### Entries from a pointing dataset
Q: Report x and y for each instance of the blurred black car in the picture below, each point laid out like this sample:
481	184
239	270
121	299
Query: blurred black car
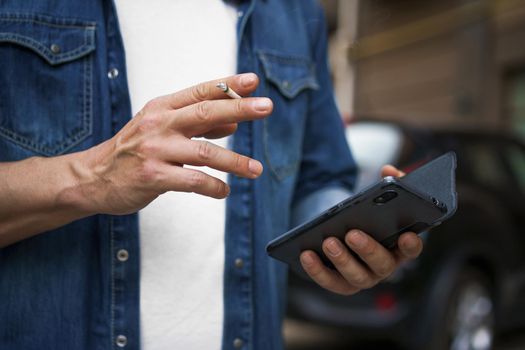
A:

### TASK BRIEF
Repeat every one of the lines above without alteration, omitting the picture from your answer.

### TASK ANSWER
Q: Report x and y for each instance of the blurred black car in the picture below, each point laid out like this sample:
481	184
239	270
121	299
Query: blurred black car
A:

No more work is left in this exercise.